** Start Given records **
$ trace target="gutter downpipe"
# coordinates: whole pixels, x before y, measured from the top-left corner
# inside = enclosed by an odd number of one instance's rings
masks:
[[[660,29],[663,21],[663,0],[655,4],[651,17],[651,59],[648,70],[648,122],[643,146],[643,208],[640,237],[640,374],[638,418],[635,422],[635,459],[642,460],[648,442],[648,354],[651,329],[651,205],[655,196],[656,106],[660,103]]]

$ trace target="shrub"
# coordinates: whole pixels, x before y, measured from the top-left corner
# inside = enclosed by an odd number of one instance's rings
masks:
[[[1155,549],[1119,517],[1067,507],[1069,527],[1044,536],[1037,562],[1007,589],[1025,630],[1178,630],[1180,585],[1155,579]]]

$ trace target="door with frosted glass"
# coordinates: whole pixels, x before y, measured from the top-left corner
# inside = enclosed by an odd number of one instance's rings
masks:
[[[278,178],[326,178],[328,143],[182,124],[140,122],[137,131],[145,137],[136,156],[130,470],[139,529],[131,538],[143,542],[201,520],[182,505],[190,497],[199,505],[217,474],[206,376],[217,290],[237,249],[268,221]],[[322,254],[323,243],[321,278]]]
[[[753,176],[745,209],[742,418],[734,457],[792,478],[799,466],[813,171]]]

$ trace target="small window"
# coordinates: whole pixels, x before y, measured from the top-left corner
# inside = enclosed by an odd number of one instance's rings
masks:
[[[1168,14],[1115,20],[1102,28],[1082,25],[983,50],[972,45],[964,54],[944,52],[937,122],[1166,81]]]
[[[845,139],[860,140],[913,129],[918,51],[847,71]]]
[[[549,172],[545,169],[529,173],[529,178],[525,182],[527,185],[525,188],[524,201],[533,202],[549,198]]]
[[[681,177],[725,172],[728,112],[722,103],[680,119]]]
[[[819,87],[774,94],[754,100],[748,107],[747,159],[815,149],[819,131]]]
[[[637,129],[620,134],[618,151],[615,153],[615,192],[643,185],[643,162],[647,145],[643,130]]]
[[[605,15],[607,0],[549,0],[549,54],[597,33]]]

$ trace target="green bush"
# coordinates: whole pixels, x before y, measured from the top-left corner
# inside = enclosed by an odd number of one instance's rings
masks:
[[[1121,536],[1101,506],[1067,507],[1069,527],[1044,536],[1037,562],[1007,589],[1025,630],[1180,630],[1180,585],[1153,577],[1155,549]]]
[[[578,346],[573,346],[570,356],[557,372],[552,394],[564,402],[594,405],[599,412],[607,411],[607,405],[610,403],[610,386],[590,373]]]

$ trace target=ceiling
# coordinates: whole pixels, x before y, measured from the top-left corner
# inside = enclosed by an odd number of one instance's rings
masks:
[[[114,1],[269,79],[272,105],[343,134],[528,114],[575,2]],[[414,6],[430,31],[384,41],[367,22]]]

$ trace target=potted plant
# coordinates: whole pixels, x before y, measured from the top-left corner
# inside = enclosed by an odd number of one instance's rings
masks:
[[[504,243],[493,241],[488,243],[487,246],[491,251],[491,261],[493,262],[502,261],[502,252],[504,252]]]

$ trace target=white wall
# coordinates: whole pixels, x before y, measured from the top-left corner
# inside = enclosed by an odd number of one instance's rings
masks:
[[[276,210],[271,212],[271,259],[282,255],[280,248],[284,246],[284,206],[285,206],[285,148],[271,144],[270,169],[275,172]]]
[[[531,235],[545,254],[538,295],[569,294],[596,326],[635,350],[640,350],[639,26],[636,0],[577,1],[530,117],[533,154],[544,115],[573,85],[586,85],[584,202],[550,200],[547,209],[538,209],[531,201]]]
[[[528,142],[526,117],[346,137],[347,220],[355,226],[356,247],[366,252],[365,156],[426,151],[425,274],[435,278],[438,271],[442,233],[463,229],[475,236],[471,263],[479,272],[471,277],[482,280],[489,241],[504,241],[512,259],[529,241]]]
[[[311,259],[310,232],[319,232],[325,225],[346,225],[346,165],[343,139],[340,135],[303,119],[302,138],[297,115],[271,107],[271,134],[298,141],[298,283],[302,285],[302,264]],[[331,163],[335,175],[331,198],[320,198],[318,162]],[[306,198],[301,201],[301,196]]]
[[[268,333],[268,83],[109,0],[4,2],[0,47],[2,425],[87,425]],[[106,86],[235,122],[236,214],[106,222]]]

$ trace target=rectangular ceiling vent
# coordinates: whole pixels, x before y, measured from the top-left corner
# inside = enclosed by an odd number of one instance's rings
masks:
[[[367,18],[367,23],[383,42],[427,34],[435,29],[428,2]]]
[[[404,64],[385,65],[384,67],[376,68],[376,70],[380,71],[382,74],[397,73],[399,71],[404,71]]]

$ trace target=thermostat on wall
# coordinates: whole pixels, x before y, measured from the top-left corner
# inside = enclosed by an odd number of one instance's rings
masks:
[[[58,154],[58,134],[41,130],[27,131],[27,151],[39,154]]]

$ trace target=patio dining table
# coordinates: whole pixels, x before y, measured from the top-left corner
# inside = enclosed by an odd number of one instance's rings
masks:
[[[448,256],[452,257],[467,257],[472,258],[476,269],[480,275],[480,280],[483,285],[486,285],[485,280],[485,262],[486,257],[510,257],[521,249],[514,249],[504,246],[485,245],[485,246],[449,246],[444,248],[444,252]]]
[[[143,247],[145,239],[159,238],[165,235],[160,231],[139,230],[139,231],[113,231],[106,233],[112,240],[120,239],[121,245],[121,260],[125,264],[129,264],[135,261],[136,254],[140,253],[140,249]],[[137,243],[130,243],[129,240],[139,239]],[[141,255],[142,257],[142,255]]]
** End Given records **
→ **Your objective**
Starting at the line that contains "target=patio dining table" and ending at the last line of the records above, write out every line again, requests included. Multiply each polygon coordinate in the answers by 0.55 and round it to a whole number, with halves rounded up.

→ **The completed task**
$ trace target=patio dining table
# coordinates: whole pixels, x before y, measured from the top-left corner
# inside = enclosed by an odd number of one instance's rings
masks:
[[[246,141],[249,141],[257,141],[260,142],[262,148],[264,151],[264,154],[266,157],[267,157],[267,154],[267,144],[267,141],[281,141],[287,137],[283,137],[277,135],[267,135],[267,135],[247,135],[244,136],[244,139]]]
[[[79,136],[80,131],[87,131],[91,129],[88,127],[76,127],[76,127],[62,127],[58,128],[62,132],[66,131],[67,135],[67,143],[69,145],[71,145],[74,144],[75,140],[77,139],[77,137]],[[75,134],[72,134],[71,132],[76,131]],[[78,140],[78,141],[78,140]]]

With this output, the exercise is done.